**Text block:**
────────────────────

EU Terror List Hezbollah Unlikely to Feel Sanctions

EU foreign ministers agreed on Monday to put the military wing of Lebanese militant group Hezbollah on the bloc's list of terrorist groups. But sanctions will have little impact on the "Party of God," which has long since become Lebanon's most powerful political force.
A 2012 photo of Hezbollah leader Hassan Nasrallah. The EU has now placed the militant Shiite group on its list of terrorist organizations.

A 2012 photo of Hezbollah leader Hassan Nasrallah. The EU has now placed the militant Shiite group on its list of terrorist organizations.

Foto: AFP PHOTO/ HO /AL-MANAR

It's a mistake that many make when they first arrive in Lebanon. Along the highway between the airport and city center, they see portraits of a plump man hanging on buildings, billboards and street lamps. He wears a black turban and glasses, his mouth usually turned up in a smile under his bushy, gray beard. Visitors often wonder if this is Lebanon's president.

But Hassan Nasrallah holds neither the office of president, nor any other political post in the country. Nevertheless, he is a powerful man in his homeland -- perhaps even its most powerful -- as the leader of Hezbollah , the Shiite militant group and political party that heads the strongest coalition in the country's parliament. Nasrallah also directs thousands of elite fighters who are searching for like-minded recruits in the region. Thanks to Nasrallah's private army, which is fighting on the side of the Syrian regime, President Bashar Assad has the upper hand against rebels there once again.

On Monday, European Union  foreign ministers agreed to put this armed wing of Hezbollah on the bloc's list of terrorist groups . The move marks a striking about-face in European policy regarding the Shiite militants. Previously, European leaders had argued that Lebanon, already in a vulnerable state, would be further destabilized if the influential group were declared outcasts.

────────────────────

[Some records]

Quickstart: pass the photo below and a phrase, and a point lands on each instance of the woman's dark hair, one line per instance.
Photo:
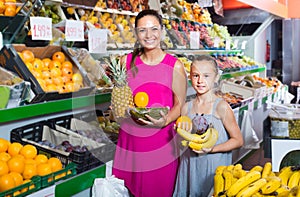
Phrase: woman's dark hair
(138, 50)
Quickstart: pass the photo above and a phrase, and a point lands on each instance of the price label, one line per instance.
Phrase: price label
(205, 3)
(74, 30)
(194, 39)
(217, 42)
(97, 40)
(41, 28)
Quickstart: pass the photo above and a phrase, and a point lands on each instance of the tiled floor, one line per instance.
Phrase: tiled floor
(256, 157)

────────────────────

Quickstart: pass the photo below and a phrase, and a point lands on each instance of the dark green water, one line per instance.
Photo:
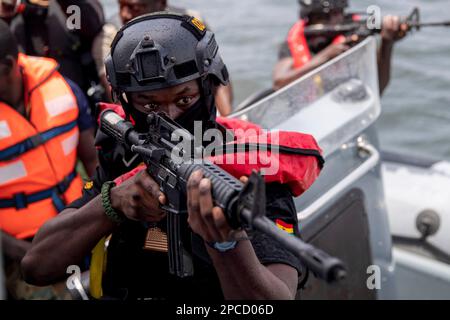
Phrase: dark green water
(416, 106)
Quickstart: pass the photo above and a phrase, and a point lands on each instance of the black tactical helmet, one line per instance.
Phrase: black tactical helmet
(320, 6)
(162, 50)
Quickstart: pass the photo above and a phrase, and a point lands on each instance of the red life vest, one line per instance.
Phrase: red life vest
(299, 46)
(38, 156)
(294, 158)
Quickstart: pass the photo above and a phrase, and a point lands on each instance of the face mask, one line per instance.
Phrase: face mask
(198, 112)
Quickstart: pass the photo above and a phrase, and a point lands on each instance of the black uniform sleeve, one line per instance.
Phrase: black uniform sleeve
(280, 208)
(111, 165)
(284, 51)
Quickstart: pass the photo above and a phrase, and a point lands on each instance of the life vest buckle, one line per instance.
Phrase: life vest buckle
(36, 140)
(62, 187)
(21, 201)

────────────────────

**Exercise tasks:**
1 - Quote the article on Hezbollah and the EU terror list, beginning with the words "EU Terror List" and stopping after the words "powerful political force.".
2 - Show each line of the entries that contains the word "floor".

**Per-task answers:**
1 -
EU Terror List Hezbollah Unlikely to Feel Sanctions

EU foreign ministers agreed on Monday to put the military wing of Lebanese militant group Hezbollah on the bloc's list of terrorist groups. But sanctions will have little impact on the "Party of God," which has long since become Lebanon's most powerful political force.

2 -
Quickstart: pass the photo above and a phrase, and a point lands on each instance of the tiled floor, one line per instance.
Phrase: tiled floor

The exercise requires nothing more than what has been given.